**Gestellte Aufgabe a**
Ändere in den Einträgen den Abschnitt von ihrem Anfang bis einschließlich der Zeile mit „[0,65,867,640]“, indem du „Mark all instances of“ überall durch „Label every“ ersetzt. Gib nur diesen Abschnitt wieder, sonst unverändert.

Fachleute bewerten die Burg Henneberg in Poppenbüttel als historisches Kuriosum. Jetzt steht sie zum Verkauf

Haben wir nicht alle zu irgendeinem Zeitpunkt in unserer Kindheit davon geträumt, einmal Ritter oder Burgfräulein zu sein? Viele mögen diesen Traum längst ad acta gelegt haben, für einige von uns könnte er jedoch jetzt wahr werden. Denn Hamburgs einzige Burg, die Burg Henneberg, sucht nach neuen Besitzern.

Fast schon märchenhaft thront sie da auf ihrem Hügel, ganz nahe der Poppenbütteler Schleuse. Trotzdem kann man davon ausgehen, dass selbst die vielen Wassersportler, die unweit der Burg ihre Kanus zu Wasser lassen, nichts von ihrer Existenz ahnen. Ebenso die Besucher, die es in dem nahe gelegenen Restaurant dabei belassen, dem Treiben am Schleusensee zuzuschauen. Zu sehr ist die Immobilie mit ihren aufstrebenden Zinnen und Türmchen von rankendem Efeu und hohem, altem Baumbestand umgeben.

Vielleicht wüssten mehr Hamburger von ihrer Existenz, hätte diese Burg jemals kriegerischen Anfeindungen standhalten müssen. Doch dies war nie der Fall. Stattdessen muss man sie wohl als bloße Staffage bezeichnen in einem Park, der sich an englische Landschaftsgärten anlehnen sollte. Auftraggeber war damals, 1884, der Gutsbesitzer Albert Henneberg. Nachdem er sich von der Bewirtschaftung des 400 Hektar großen Guts Poppenbütteler Hof auf den Marienhof zurückgezogen hatte, ließ er die Burg als gotische Ruine auf einem Teil des Geländes errichten - mit Rissen und anderen Alterungsspuren in der Edelputzfassade, so als ob die Befestigung aus grauer Vorzeit stamme.

**Gestellte Aufgabe b**
Wer hat laut dem Text über die Burg Henneberg die Burg 1884 in Auftrag gegeben?

**Bereitgestellte Einträge**
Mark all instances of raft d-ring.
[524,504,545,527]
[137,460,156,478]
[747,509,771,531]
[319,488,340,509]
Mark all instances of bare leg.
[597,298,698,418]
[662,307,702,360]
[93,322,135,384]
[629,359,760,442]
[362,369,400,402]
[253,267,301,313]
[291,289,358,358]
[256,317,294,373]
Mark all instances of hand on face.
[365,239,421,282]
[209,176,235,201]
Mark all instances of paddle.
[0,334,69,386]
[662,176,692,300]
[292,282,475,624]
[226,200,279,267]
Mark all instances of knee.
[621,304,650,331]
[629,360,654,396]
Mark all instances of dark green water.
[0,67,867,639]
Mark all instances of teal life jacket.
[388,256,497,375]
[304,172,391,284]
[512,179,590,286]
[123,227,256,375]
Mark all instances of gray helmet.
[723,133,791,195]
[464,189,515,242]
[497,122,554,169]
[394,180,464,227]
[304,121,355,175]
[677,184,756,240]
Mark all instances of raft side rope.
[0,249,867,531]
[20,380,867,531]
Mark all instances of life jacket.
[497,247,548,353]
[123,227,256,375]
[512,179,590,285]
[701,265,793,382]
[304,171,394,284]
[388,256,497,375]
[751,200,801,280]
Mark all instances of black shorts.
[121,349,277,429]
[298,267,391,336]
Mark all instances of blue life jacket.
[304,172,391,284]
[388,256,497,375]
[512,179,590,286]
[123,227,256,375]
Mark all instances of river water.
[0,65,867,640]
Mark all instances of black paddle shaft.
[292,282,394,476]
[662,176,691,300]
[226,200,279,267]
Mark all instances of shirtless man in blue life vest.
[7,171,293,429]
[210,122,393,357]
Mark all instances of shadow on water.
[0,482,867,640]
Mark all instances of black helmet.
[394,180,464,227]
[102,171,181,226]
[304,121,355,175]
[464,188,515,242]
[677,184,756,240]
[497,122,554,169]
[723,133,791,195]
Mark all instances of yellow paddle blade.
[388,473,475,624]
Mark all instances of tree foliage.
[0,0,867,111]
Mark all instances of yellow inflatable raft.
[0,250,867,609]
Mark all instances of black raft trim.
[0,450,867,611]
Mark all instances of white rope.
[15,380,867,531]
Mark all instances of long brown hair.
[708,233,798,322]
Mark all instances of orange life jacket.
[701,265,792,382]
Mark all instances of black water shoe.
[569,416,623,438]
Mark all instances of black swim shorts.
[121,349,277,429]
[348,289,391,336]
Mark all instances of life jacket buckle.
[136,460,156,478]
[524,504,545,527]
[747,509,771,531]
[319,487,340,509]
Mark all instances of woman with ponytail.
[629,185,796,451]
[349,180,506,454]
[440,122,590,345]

**Schriftliche Antwort a**
Label every raft d-ring.
[524,504,545,527]
[137,460,156,478]
[747,509,771,531]
[319,488,340,509]
Label every bare leg.
[597,298,698,418]
[662,307,702,360]
[93,322,135,384]
[629,359,760,442]
[362,369,400,402]
[253,267,301,313]
[291,289,358,358]
[256,317,294,373]
Label every hand on face.
[365,239,421,282]
[209,176,235,201]
Label every paddle.
[0,334,69,386]
[662,176,692,300]
[292,282,475,624]
[226,200,279,267]
Label every knee.
[621,304,650,331]
[629,360,654,396]
Label every dark green water.
[0,67,867,639]
Label every teal life jacket.
[388,256,497,375]
[304,172,391,284]
[512,179,590,286]
[123,227,256,375]
Label every gray helmet.
[723,133,791,195]
[464,189,515,242]
[497,122,554,169]
[394,180,464,227]
[304,121,355,175]
[677,184,756,240]
Label every raft side rope.
[0,249,867,531]
[20,380,867,531]
Label every life jacket.
[497,247,548,353]
[123,227,256,375]
[512,179,590,285]
[701,265,793,382]
[304,171,394,284]
[388,256,497,375]
[751,200,801,280]
Label every black shorts.
[121,349,277,429]
[298,267,391,336]
Label every blue life jacket.
[304,172,391,284]
[388,256,497,375]
[512,179,590,286]
[123,227,256,375]
Label every river water.
[0,65,867,640]

**Schriftliche Antwort b**
Der Gutsbesitzer Albert Henneberg.